>>>

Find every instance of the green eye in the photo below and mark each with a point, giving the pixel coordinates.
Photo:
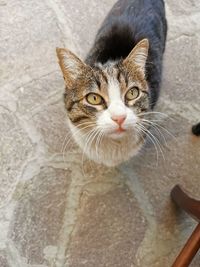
(132, 94)
(94, 99)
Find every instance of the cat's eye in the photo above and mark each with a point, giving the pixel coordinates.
(94, 99)
(132, 93)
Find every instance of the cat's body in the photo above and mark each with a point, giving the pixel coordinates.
(108, 97)
(129, 22)
(196, 129)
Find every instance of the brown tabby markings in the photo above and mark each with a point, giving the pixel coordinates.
(96, 80)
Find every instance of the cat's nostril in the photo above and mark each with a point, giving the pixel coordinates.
(119, 119)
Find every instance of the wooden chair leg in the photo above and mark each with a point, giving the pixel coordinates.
(192, 207)
(190, 249)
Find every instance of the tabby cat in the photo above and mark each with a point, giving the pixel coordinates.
(109, 96)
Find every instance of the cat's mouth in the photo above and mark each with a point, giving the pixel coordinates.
(118, 133)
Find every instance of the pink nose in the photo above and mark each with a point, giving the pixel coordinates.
(119, 119)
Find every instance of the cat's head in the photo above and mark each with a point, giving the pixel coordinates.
(105, 104)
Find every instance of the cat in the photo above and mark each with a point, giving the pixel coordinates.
(196, 129)
(109, 96)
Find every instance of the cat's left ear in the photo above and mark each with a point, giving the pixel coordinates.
(71, 66)
(138, 56)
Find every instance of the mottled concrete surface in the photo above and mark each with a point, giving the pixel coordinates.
(57, 210)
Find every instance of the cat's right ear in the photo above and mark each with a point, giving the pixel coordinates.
(71, 66)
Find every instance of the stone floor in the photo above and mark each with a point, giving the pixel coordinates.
(57, 211)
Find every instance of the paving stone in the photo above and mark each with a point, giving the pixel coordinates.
(181, 76)
(183, 7)
(3, 260)
(38, 216)
(85, 17)
(109, 230)
(29, 36)
(16, 148)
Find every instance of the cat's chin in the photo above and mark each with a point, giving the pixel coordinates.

<<<

#### [What you will do]
From the first line to the last, repeat the records above exactly, leaving out the pictures.

#### [Output for this task]
Find every instance of the green eye in the photo below and mark each with a point, giving the pixel coordinates.
Photo:
(132, 94)
(94, 99)
Find every instance of the cat's eye in the photo above and mark each with a point, giving the pixel coordinates.
(94, 99)
(132, 93)
Find every instance of the cat's body in the photo above and mark each with a point, giving the pixel coordinates.
(108, 97)
(129, 22)
(196, 129)
Find every instance of the brown tabby markings in the photo above and mark each with a point, giving the pixel coordinates.
(96, 80)
Find every instance of the cat's nostril in the photo above and mark each with a point, giving the pixel coordinates.
(119, 119)
Find every instance of the wooden chair leg in the photo above and mark each with a point, giving the pixel coordinates.
(192, 207)
(190, 249)
Find every instance of the tabby cat in the photo above and mark each with a point, giving the pixel coordinates.
(109, 96)
Find every instance of the cat's mouth in the photo above and mark each with a point, giving the pixel coordinates.
(118, 133)
Find every instance of the pink nose in the photo above and mark each with a point, giving the pixel coordinates.
(119, 119)
Find every instance of the cat's head in the photo above and mark each with a point, giving the pixel coordinates.
(105, 104)
Find every instance of the cat in the photo above and mark each with a point, giving the pixel coordinates.
(196, 129)
(109, 96)
Find every instance of the cat's left ear in the photo above and mark each with a point, giving the pixel coordinates.
(71, 66)
(138, 56)
Find every instance of the mottled concrete surface in the photo above and mark each with a point, giving the pixel coordinates.
(57, 210)
Find every instance of the cat's right ear in the photo above and mark each with a point, giving the pixel coordinates.
(71, 66)
Find every instance of the stone floor in the photo above and mark each with a point, giving the pixel coordinates.
(57, 211)
Find every instance of the paving stone in the photo above and mark each with a point, giving the pixel coordinates.
(181, 76)
(183, 7)
(3, 260)
(38, 216)
(85, 17)
(109, 230)
(29, 36)
(16, 148)
Find every instance of the cat's chin in the photo above and mark each with a point, giving the pixel coordinates.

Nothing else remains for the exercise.